▶ _Problem to solve_:
Exact repetition, please: start with the line where "Where can the hanging" appears and stop after the final line of the records.

▶ _Given records_:
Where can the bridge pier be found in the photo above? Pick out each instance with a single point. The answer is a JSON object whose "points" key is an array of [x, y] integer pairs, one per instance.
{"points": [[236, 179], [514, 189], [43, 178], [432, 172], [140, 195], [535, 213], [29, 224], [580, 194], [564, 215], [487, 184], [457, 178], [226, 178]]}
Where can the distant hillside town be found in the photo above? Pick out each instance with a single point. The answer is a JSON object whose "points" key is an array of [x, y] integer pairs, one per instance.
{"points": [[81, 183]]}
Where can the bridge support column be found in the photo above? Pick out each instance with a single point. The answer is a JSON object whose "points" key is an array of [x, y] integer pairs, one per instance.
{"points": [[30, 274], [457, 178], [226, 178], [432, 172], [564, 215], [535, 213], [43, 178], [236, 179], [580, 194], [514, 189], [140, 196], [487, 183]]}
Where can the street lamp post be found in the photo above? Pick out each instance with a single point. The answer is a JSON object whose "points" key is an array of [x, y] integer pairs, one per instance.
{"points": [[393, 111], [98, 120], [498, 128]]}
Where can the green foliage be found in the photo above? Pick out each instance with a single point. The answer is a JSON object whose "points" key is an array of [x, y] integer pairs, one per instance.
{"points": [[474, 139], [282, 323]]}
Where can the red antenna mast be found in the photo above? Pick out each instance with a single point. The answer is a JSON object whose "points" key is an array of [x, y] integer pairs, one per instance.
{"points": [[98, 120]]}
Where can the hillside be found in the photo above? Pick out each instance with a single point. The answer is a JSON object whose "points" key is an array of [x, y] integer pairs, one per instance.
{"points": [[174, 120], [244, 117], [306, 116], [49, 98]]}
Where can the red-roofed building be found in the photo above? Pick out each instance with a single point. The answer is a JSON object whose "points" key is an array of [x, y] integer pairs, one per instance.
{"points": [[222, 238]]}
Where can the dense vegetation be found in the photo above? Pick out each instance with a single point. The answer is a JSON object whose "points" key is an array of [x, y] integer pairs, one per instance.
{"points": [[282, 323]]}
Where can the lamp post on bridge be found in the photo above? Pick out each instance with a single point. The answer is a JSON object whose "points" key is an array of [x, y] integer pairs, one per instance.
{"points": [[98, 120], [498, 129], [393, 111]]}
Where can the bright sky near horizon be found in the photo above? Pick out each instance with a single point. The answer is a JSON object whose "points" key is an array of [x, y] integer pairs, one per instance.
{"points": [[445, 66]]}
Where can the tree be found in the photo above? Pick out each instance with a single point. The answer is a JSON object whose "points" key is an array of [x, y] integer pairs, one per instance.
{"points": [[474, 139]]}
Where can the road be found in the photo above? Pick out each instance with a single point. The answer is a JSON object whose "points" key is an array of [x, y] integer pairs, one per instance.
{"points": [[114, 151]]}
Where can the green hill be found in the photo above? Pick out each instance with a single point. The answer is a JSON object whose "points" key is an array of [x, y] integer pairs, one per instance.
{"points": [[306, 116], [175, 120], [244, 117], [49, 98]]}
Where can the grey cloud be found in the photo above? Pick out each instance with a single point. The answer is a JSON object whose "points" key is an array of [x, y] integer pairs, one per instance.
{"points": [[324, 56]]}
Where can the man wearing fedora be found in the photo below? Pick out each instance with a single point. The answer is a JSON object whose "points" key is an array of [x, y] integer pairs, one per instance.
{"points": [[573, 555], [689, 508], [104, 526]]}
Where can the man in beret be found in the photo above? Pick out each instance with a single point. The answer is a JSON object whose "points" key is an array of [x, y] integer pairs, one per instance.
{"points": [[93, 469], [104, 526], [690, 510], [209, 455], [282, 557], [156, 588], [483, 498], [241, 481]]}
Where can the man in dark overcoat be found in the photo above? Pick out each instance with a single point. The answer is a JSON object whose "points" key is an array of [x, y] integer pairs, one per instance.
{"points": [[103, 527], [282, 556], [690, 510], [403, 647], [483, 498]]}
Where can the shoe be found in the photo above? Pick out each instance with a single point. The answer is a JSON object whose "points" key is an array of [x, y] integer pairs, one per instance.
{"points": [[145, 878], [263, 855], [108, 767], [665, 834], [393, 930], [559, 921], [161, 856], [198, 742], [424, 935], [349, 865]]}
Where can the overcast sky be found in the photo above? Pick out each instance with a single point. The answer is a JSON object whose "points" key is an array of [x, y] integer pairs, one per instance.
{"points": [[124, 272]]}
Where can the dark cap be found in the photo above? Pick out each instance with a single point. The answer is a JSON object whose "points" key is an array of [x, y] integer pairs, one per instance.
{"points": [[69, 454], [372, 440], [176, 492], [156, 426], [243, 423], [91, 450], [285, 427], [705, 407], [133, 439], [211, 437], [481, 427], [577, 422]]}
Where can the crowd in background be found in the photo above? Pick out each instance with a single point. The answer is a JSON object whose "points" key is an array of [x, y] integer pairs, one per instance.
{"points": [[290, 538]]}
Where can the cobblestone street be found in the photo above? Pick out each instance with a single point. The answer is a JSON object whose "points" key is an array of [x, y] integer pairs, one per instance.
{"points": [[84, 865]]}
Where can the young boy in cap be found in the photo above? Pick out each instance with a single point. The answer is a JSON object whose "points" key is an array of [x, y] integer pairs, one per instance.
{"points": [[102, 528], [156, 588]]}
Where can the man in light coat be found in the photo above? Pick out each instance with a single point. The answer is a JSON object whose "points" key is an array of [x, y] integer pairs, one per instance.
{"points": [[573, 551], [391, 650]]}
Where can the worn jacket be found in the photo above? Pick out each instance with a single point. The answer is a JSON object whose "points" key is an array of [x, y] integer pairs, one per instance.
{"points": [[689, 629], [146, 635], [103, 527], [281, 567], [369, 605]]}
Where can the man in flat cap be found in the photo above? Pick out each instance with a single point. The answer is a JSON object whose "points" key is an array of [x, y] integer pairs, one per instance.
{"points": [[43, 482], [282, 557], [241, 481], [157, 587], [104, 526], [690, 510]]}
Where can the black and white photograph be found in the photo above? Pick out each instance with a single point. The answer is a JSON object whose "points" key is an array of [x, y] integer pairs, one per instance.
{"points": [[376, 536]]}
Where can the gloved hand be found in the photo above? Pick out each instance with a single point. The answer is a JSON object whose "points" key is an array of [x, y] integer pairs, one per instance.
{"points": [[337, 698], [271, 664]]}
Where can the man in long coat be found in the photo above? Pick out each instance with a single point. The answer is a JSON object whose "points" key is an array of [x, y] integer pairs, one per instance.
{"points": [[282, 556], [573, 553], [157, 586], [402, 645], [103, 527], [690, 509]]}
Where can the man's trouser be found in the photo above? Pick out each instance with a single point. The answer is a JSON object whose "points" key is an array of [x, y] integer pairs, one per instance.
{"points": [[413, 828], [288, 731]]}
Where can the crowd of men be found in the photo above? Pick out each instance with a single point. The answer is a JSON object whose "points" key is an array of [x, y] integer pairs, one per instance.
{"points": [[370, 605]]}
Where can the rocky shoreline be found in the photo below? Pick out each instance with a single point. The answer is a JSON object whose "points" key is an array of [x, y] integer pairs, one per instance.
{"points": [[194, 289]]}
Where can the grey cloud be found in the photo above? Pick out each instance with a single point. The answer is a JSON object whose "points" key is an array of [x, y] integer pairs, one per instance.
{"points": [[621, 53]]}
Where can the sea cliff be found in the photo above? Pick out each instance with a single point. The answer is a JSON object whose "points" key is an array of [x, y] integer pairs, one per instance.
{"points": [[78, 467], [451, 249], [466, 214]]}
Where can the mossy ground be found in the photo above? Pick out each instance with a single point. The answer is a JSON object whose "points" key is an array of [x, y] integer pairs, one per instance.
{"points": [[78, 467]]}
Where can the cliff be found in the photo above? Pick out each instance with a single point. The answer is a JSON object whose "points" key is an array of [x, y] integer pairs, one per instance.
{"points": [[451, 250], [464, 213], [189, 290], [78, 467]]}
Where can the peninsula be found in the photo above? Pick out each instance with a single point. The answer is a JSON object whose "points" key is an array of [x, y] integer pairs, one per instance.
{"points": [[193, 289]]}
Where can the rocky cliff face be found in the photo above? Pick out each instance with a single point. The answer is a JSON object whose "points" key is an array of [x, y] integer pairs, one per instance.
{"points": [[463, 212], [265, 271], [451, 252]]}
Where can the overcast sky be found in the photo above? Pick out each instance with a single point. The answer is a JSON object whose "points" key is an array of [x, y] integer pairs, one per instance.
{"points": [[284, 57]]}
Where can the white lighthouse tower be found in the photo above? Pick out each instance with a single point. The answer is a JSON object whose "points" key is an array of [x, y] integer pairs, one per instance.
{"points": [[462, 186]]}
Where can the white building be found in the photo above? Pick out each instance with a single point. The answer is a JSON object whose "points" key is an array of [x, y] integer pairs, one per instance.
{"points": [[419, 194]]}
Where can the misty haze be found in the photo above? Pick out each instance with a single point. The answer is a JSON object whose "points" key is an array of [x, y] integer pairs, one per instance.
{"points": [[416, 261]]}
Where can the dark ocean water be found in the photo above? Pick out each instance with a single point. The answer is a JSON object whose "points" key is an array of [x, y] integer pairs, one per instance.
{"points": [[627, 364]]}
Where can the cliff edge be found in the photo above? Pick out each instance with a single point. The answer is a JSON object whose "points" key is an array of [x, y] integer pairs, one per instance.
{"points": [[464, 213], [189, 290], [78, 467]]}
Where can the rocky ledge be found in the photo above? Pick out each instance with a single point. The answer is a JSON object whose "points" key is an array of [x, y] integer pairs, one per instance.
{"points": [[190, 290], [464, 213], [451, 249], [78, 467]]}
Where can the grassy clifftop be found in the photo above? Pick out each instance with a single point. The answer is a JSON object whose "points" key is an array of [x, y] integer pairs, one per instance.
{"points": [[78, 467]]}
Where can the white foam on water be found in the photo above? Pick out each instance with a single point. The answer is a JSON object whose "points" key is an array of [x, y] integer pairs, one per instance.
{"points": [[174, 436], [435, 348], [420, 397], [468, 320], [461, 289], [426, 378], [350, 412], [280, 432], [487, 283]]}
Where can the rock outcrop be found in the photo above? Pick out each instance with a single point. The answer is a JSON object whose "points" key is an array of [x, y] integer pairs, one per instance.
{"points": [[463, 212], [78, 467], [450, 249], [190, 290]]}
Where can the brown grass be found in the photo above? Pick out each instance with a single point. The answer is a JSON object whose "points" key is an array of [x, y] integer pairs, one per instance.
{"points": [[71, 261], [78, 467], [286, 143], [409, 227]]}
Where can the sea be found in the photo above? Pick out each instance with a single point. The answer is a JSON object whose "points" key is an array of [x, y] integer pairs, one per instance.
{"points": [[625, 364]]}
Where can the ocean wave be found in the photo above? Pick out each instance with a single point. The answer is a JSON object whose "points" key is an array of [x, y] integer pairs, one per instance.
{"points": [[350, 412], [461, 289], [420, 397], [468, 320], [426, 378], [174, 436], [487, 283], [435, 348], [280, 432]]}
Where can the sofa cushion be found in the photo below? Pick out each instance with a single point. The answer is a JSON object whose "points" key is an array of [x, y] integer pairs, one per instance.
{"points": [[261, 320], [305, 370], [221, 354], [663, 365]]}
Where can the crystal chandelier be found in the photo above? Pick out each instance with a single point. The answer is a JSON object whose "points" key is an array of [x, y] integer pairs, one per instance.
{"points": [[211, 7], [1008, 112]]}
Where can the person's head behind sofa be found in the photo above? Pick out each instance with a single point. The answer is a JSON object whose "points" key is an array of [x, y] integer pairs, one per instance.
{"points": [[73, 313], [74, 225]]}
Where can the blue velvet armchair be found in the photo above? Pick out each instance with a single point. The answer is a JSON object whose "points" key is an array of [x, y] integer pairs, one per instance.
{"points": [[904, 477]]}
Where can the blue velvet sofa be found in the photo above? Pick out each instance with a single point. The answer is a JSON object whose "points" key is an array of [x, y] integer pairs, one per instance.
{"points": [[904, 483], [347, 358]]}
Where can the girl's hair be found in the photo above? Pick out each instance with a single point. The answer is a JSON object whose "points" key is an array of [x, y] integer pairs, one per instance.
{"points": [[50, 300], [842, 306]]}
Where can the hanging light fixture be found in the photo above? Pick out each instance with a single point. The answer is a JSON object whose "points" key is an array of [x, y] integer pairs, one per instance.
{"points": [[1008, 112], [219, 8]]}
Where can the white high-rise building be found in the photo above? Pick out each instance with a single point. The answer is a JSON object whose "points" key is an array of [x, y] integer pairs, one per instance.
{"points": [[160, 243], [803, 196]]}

▶ _Written answer_:
Where can the hanging light fixture be found in the photo above? Pick out each instance with a single point. The answer is a JSON object whose "points" key is an array of [x, y] integer pairs, one per instance.
{"points": [[1008, 112], [219, 8]]}
Where can the white high-rise building be found in the photo above? Pick out each instance with a single point. The answer is a JSON object whose "points" key is an array of [x, y] integer pairs, one per instance.
{"points": [[160, 243], [803, 196]]}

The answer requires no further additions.